- Given instruction
Retype the section of the cow-hearts post below that begins with the words containing "To be specific, the" and ends with "blue clad Jell-o.".

September 24, 2010

Deep in my cow hearts, I only have cow eyes for you

Most days, I am not in contact with coolers filled with body parts. Generally speaking, that part of my life was years ago and faded out to a dim memory.


Today, however, was a revisiting of hauling pieces and parts to be used for scientific inquiry.


Since we have previously established in earlier postings that my legs are less than Rockettes ready, driving for long distances sometimes creates a problem.


To be specific, the van I drive has an interesting little peccadillo. The drivers side seat vibrates just enough that when you reach a certain speed on the highway, you get this odd little side to side motion that, when combined with the wobbly tires and odd shimmy of the van as a whole, produces a motion guaranteed to numb up your sciatic nerve.


The miles to Cullman have ensured that the nerve to my left gluteal region is, by now, hopelessly absent in function and my left leg drowsily follows behind it in a choreographed routine of anatomical abandonment.


When I get to my first stop along the way to pick up a load of cow hearts (no, I am NOT kidding), I realize I just might have a weensy bit of a problem.


You see, the jiggly, jouncy, vibrating and bouncy ride of my aging chariot has rendered my leg like so much navy blue clad Jell-o.


This can't be good. And, as it turns out, it isn't.


Yes friends and neighbors, I am here to testify to you that it is virtually impossible to exit from the DRIVER'S side of the vehicle with your entire left butt cheek and left leg numb to the gills. Prayers that you will somehow land on your right leg in a tortuously slow ballet of shifting weight and motion is comedy fodder for the people in the parking lot nearby.
While I don't mean to be the opening act for a comedy revue, it is. In retrospect, it must have looked awfully funny and awfully awkward to see someone trying to hitch themselves around to a standing position with no support from the left leg.


I am happy at this time for the handicap tag that hangs from the visor. At least there is a possibility it will explain the odd and jerky marionette like motions the other patrons of the establishment are seeing.


I'm also happy I'm at a meat processing facility and not near a bar. Other explanations for my lack of motor coordination would be evilly inferred...


When I can finally feel my leg and butt cheek again, I'm helping the nice stocky beef dude (who is kindly explaining to me about vacuum sealing and flash freezing cow hearts) to load them into the iced cooler I have brought along. I thank him for his help and especially thank the meat packing company for giving me so many of them in the name of students getting a high school diploma.

- Data
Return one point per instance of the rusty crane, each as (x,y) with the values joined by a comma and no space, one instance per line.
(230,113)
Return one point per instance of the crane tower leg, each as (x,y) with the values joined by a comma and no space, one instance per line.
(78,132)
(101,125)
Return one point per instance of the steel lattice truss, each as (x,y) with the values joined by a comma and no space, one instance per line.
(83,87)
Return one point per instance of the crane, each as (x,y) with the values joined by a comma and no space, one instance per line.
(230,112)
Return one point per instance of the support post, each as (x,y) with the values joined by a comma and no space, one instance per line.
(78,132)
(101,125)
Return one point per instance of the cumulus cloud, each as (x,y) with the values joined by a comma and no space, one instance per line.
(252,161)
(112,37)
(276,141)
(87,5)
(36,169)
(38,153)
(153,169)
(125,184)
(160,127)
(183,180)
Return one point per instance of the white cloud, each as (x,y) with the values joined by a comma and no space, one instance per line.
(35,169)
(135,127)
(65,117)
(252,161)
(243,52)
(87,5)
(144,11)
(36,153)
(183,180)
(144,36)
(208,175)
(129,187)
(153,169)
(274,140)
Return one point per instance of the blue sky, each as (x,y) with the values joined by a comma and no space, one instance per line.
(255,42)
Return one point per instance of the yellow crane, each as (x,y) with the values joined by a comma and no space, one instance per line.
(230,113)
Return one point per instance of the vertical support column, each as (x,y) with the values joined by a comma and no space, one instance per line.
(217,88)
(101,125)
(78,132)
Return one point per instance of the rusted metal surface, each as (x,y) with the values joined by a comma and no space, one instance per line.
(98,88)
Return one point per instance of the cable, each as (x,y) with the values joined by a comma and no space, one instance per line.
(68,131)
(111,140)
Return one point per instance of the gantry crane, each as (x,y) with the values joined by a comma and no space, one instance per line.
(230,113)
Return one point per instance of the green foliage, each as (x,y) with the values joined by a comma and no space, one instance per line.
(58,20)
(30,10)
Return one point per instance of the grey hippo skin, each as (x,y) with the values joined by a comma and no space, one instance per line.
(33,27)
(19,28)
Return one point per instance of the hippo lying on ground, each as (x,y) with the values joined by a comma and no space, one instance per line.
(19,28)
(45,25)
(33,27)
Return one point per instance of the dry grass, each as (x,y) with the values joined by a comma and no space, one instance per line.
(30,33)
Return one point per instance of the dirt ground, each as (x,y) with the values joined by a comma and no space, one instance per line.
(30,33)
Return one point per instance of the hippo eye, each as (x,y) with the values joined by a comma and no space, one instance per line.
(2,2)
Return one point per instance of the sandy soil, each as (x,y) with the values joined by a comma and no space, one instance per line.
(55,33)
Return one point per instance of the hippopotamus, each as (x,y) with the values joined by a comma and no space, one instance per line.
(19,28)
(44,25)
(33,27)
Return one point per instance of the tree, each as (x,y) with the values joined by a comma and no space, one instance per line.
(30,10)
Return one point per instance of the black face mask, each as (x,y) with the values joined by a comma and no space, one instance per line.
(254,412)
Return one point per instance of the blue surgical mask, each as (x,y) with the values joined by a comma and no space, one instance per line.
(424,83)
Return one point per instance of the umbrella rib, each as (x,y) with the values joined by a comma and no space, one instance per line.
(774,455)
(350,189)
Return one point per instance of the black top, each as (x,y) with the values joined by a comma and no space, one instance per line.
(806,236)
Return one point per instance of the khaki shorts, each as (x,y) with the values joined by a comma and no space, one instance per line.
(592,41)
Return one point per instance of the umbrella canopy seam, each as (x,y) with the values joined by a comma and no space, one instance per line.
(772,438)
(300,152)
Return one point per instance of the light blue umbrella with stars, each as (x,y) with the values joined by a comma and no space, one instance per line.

- The response
To be specific, the van I drive has an interesting little peccadillo. The drivers side seat vibrates just enough that when you reach a certain speed on the highway, you get this odd little side to side motion that, when combined with the wobbly tires and odd shimmy of the van as a whole, produces a motion guaranteed to numb up your sciatic nerve.


The miles to Cullman have ensured that the nerve to my left gluteal region is, by now, hopelessly absent in function and my left leg drowsily follows behind it in a choreographed routine of anatomical abandonment.


When I get to my first stop along the way to pick up a load of cow hearts (no, I am NOT kidding), I realize I just might have a weensy bit of a problem.


You see, the jiggly, jouncy, vibrating and bouncy ride of my aging chariot has rendered my leg like so much navy blue clad Jell-o.